Task a -
List every hyphenated word or term that appears in the spectrum acquisition text below.

Start Text extract

3. Spectrum acquisition

Spectrum acquisition was performed by first setting the laser to sweep continuously from low wavelength to high wavelength. Although bi-directional sweeping is an option with the MIRcat system, single-direction sweeping was solely used here. The oscilloscope was triggered by the rising edge of a TTL signal that corresponds to the tuning state of the laser, with a HI signal (+5V) emitted when the sweep initiates and which continues until the sweep terminates. Triggering in this way ensures that pulse trains acquired on consecutive sweeps are in the same spectral position. This allows the averaging of sequences of spectra which improves the signal-to-noise ratio.

End Text extract
Start Records for this exercise

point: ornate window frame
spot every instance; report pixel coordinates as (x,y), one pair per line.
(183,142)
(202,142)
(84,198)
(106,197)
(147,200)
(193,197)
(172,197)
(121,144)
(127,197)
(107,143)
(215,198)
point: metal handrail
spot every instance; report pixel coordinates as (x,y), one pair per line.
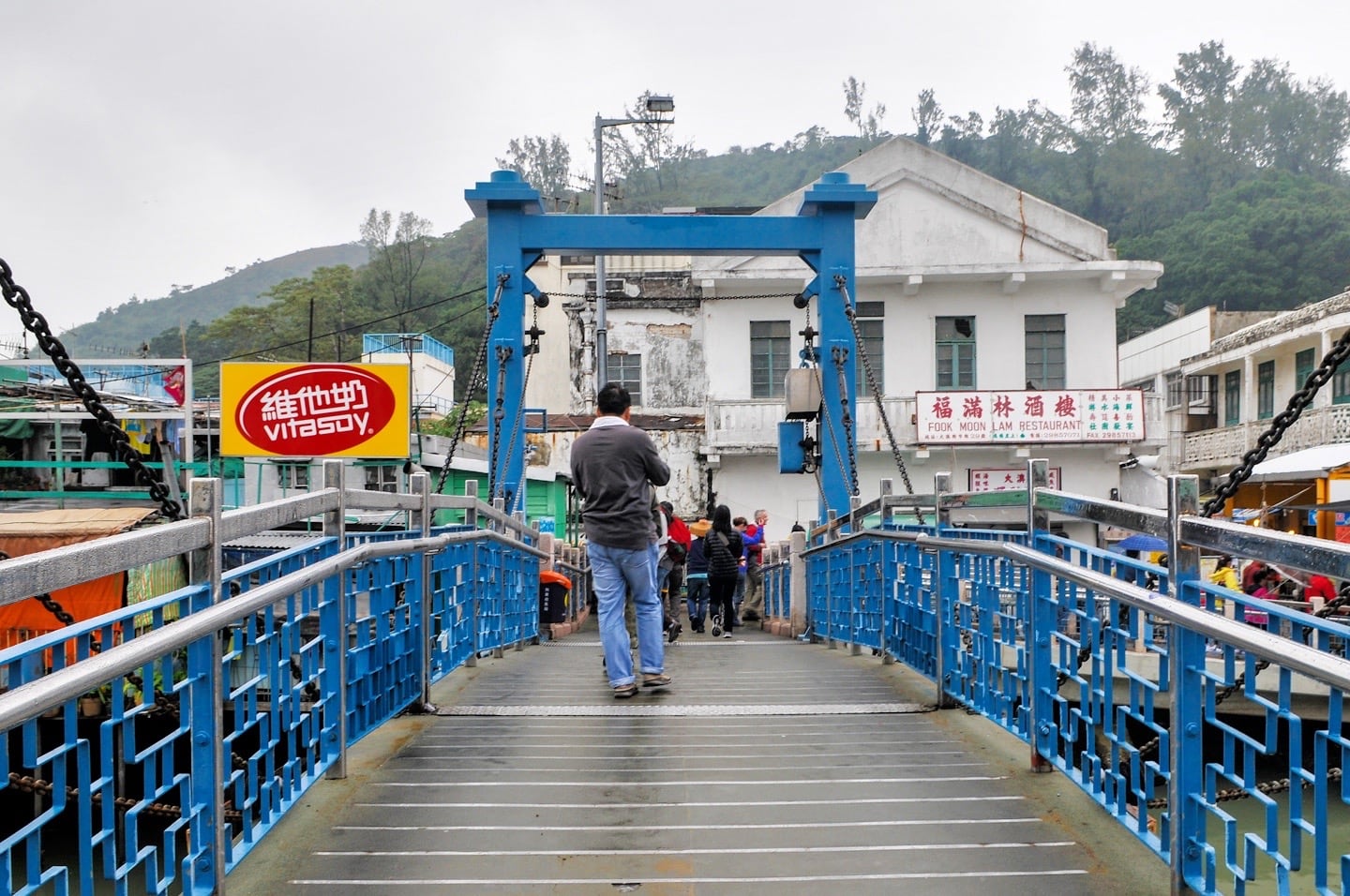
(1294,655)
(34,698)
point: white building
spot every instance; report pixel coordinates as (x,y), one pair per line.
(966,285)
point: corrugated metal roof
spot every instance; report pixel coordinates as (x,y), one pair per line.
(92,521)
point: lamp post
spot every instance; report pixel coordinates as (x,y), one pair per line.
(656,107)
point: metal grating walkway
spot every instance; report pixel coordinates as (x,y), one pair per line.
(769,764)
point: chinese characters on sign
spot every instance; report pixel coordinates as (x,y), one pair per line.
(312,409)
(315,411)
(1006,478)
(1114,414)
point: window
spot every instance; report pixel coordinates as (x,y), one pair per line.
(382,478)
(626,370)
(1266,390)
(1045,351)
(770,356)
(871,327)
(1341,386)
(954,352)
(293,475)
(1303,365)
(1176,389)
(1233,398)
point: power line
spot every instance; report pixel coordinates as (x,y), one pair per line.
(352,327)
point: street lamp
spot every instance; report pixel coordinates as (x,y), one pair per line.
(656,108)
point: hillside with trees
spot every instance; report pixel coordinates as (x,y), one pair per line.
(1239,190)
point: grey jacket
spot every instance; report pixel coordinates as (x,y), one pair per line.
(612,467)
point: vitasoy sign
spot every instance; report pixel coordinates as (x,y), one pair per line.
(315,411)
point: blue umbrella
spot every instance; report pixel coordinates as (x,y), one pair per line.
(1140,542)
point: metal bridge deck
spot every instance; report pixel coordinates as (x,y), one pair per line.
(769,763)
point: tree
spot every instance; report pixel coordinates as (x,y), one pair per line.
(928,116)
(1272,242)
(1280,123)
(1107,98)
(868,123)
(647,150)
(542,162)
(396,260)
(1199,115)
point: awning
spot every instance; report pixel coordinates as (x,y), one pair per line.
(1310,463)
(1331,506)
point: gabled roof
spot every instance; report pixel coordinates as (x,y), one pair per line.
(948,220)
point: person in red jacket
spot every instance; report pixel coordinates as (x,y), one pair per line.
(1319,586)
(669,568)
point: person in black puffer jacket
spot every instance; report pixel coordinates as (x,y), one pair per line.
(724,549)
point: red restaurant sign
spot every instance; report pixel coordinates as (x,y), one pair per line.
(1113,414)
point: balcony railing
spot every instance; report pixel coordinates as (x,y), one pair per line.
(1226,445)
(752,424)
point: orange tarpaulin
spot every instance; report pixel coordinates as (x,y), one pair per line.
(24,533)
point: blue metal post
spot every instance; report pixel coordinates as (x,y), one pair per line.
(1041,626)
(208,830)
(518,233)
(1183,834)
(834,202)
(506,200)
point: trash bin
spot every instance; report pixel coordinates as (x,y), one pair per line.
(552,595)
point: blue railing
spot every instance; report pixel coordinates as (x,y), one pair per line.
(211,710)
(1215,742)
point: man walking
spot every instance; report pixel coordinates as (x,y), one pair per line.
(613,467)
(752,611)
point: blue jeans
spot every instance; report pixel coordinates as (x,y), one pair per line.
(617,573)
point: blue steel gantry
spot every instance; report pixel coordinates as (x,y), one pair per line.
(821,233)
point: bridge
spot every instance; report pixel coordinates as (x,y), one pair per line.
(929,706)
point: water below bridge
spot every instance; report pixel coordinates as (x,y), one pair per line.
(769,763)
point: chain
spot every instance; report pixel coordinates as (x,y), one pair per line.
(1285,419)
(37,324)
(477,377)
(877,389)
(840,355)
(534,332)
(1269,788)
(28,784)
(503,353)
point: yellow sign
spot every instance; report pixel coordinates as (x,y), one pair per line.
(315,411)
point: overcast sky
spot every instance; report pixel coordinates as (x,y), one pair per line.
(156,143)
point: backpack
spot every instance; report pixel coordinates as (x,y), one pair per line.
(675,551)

End Records for this exercise

Task b -
Retype the rows starting with the line that contains "point: overcast sky" and running through the final line of the rows, keeping every character unchanged.

Result a -
bi-directional
single-direction
signal-to-noise

Result b -
point: overcast sky
spot every instance; report pixel coordinates as (x,y), one pair per line.
(156,143)
point: backpack
spot every instance; report pixel coordinates as (x,y), one pair per line.
(675,551)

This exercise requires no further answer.